Object position labeling entries
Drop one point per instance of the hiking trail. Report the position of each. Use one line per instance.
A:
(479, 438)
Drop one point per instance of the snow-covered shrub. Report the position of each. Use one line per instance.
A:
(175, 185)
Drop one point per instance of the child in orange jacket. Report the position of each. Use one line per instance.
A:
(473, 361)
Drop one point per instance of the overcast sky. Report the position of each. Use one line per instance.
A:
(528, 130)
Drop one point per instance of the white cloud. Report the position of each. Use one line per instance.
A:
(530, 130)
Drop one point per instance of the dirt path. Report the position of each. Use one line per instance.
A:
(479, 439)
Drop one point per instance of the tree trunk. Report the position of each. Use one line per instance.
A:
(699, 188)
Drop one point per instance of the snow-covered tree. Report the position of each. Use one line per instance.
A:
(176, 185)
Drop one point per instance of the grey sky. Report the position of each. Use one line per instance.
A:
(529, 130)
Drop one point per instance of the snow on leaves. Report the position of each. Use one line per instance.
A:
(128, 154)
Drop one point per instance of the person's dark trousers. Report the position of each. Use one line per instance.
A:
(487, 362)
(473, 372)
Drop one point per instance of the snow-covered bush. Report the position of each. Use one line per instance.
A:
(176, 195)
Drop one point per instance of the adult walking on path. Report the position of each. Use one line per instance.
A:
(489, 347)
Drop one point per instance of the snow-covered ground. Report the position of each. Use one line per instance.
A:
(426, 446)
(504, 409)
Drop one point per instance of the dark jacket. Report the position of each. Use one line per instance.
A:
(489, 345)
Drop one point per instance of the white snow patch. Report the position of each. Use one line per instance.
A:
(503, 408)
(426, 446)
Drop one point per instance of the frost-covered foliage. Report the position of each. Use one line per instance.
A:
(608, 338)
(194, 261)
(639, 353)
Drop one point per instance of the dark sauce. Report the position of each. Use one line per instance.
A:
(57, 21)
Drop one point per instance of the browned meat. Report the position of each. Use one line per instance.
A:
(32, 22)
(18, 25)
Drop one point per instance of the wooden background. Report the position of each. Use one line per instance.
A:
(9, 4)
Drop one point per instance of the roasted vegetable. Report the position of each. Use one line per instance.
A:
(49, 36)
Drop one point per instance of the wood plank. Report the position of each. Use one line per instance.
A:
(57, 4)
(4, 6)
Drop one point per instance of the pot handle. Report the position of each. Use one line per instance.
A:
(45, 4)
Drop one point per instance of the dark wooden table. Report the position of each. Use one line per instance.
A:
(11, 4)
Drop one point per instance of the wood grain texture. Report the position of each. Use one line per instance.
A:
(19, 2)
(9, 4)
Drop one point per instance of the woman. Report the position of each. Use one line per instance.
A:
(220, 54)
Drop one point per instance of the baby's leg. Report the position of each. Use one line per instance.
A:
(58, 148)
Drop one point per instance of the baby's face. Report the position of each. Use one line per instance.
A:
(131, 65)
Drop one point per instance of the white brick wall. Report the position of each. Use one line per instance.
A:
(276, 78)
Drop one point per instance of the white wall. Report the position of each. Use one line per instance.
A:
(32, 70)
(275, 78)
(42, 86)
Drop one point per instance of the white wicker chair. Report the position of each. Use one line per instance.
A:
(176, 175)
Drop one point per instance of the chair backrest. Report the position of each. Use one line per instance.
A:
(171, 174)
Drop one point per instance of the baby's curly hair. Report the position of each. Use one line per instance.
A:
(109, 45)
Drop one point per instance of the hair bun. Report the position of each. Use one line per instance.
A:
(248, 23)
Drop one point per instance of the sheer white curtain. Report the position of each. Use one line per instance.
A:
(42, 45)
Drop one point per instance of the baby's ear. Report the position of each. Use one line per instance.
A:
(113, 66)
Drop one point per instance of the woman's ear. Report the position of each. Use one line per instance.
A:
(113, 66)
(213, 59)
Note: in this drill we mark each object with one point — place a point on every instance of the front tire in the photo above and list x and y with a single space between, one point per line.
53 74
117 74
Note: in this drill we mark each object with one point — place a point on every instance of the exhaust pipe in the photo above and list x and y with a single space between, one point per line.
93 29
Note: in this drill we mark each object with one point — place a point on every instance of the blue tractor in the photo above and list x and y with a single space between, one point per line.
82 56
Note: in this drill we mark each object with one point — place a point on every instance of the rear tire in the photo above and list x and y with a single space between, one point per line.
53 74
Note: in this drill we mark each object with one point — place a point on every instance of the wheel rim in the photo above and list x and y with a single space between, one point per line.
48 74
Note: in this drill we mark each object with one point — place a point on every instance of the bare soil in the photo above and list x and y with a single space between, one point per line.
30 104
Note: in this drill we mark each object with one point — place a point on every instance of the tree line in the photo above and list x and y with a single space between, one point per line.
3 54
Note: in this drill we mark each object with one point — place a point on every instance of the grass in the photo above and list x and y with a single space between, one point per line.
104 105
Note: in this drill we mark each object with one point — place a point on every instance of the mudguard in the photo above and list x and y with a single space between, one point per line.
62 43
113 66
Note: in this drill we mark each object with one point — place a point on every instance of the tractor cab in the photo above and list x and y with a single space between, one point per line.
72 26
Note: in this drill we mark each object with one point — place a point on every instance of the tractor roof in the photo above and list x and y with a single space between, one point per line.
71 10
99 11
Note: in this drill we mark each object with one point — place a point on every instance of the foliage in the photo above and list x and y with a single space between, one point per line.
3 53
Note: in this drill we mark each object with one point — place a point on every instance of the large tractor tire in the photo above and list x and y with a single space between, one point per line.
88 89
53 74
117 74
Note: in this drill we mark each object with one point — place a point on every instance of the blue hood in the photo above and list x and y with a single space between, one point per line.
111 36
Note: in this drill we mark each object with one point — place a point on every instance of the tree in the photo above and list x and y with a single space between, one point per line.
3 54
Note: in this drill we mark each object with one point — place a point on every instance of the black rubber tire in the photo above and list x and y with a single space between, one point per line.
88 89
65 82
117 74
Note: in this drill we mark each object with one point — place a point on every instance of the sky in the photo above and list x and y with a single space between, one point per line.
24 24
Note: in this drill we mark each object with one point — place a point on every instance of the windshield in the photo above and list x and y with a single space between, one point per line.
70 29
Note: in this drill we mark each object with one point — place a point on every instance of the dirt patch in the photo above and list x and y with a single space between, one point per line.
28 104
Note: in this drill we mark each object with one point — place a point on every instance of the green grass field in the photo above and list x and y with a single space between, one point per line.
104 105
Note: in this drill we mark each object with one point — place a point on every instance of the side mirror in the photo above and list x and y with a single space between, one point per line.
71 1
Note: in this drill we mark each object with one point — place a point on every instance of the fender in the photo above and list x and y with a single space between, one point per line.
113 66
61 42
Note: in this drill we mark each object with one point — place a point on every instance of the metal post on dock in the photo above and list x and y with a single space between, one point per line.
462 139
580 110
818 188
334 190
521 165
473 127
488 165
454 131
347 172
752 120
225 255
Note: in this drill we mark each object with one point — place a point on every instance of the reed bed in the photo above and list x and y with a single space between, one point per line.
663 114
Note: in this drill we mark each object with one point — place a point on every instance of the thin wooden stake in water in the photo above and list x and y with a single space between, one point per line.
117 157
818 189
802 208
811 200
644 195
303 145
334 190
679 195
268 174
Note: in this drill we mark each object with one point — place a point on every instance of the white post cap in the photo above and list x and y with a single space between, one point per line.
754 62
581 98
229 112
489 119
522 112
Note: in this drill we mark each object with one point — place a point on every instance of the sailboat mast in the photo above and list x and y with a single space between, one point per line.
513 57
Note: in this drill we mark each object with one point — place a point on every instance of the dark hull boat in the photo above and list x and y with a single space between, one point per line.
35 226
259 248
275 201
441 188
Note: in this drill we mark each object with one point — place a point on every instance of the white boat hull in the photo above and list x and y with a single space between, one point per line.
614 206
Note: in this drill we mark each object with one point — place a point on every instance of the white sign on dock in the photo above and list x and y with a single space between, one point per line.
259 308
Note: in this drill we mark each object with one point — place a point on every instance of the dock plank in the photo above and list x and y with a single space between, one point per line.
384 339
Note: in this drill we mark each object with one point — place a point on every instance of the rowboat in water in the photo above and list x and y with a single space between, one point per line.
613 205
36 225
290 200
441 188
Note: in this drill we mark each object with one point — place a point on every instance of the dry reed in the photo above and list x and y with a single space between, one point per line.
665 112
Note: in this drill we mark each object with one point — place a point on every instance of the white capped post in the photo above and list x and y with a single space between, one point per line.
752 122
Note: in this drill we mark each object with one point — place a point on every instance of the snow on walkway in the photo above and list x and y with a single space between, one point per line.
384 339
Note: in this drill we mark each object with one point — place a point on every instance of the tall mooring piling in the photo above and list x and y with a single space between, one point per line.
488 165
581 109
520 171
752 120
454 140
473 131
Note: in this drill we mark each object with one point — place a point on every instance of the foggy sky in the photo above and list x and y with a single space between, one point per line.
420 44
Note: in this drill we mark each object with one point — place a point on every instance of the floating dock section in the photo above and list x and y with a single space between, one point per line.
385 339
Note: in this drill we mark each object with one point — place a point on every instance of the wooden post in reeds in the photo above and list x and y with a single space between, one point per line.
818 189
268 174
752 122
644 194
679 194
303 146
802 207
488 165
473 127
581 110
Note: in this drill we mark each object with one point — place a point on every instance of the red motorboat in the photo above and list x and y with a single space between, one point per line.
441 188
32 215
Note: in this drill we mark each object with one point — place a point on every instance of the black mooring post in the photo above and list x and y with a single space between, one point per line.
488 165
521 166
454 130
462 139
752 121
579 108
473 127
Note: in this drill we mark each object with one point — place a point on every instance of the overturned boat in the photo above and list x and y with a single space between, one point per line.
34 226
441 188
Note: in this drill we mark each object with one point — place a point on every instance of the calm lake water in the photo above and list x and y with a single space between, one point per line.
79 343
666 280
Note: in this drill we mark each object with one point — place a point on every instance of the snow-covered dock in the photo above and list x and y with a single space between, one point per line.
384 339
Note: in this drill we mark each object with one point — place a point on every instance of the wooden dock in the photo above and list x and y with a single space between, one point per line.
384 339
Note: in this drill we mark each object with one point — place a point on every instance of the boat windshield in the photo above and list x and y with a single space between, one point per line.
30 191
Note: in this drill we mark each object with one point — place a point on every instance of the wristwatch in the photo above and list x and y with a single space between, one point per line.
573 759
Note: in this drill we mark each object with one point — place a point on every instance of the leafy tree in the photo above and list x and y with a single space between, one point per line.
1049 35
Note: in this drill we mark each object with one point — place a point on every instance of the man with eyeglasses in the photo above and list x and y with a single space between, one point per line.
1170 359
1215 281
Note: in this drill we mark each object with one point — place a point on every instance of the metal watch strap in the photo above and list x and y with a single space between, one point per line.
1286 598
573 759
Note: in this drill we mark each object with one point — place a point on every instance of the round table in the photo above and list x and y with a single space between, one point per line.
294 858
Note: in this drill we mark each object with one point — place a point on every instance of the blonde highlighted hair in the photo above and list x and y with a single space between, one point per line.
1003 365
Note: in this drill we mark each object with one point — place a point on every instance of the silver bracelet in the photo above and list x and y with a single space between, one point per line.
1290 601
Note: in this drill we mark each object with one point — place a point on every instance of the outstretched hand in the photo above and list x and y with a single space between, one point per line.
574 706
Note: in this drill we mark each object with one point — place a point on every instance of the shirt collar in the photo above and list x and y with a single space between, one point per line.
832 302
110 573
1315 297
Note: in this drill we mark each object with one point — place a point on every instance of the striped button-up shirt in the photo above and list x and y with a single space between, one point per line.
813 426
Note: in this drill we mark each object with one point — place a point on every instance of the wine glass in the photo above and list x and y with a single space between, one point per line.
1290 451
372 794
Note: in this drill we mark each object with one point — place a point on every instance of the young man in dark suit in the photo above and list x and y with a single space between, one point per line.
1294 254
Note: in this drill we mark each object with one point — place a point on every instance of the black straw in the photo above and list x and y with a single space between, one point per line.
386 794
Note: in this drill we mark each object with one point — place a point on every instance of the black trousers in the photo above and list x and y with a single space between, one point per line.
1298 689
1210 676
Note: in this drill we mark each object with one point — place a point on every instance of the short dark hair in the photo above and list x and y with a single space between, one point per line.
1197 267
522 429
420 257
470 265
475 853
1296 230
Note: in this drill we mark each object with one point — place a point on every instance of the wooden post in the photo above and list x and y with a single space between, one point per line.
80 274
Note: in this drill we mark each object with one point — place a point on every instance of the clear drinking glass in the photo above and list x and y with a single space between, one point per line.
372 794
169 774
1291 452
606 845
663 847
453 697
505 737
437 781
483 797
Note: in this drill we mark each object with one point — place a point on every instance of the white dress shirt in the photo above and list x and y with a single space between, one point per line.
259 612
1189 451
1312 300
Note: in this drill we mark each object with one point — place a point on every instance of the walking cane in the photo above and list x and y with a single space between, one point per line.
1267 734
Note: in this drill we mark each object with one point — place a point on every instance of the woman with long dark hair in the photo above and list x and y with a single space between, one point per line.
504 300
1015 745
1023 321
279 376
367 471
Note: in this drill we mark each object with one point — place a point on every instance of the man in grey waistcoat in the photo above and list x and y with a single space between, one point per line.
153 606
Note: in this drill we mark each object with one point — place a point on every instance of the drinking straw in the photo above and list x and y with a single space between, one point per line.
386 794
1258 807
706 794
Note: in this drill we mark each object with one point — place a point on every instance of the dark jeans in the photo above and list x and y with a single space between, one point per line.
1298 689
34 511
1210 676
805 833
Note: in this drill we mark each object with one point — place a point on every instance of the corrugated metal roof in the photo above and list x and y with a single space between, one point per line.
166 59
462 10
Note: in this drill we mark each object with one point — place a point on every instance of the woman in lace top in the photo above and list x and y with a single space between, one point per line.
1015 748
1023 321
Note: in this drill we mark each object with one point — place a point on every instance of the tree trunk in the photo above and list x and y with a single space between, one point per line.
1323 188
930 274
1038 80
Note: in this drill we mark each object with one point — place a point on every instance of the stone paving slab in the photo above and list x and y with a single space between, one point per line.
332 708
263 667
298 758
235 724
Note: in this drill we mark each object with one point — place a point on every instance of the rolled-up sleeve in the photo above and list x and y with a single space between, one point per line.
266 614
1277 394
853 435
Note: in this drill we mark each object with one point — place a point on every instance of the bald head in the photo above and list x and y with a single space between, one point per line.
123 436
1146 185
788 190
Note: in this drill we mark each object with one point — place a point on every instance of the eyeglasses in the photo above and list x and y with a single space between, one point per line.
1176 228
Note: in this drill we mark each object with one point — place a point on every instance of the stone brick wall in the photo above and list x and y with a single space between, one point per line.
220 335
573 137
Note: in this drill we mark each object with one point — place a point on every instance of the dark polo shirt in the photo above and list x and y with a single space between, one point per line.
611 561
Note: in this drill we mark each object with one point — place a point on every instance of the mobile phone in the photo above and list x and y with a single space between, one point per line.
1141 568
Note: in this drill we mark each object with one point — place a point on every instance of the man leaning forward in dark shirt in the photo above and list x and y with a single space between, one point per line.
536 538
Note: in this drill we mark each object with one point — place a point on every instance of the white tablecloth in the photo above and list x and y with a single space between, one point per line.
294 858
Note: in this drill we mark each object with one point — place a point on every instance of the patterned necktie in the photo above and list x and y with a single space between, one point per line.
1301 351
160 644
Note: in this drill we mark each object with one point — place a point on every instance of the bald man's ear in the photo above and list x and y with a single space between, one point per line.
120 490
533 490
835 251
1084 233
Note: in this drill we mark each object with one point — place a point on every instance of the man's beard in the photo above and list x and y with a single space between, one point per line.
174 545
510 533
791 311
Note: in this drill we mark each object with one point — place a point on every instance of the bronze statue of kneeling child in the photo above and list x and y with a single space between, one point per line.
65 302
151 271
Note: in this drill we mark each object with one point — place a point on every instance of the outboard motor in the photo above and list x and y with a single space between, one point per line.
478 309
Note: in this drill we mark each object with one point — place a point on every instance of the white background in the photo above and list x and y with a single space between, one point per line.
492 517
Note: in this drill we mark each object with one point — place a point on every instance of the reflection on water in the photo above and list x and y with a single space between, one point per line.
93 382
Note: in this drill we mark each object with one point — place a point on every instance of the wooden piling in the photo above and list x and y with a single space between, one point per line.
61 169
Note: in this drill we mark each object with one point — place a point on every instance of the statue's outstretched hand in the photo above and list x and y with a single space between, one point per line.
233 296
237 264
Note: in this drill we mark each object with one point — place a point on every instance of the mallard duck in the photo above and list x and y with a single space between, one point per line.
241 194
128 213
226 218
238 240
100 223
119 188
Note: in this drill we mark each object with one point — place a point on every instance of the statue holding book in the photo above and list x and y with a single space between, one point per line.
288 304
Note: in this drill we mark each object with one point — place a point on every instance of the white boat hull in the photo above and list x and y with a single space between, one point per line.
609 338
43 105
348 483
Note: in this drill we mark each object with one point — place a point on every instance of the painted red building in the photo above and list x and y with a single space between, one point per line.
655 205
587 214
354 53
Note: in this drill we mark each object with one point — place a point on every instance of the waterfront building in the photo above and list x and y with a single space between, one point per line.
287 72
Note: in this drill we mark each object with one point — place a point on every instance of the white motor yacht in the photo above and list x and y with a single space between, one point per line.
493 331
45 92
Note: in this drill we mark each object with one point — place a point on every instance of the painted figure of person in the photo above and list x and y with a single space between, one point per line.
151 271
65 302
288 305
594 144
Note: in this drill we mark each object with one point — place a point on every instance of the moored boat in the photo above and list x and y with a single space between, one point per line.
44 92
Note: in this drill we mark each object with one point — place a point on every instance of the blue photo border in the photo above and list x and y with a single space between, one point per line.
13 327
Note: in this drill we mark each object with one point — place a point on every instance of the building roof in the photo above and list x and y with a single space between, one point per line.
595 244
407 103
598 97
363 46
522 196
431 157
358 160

Given request: Only the lines from the one holding "of the moored" through the end of the listing should be given again, exactly and with both ends included.

Answer for the task:
Note: in this drill we mark each object with one point — place a point on every instance of the moored boat in the photo above and list x and y with a single space between, one point per line.
44 92
Note: in this drill we mark each object with one point — place a point on every instance of the blue photo border in the photo above and list x and y with a single space between, one point per line.
13 327
Note: in this drill we mark each object with one point — place a point on every instance of the building roof in the photo above and list x and y with a single space between, one point per line.
595 244
407 103
598 97
363 46
522 196
431 157
358 160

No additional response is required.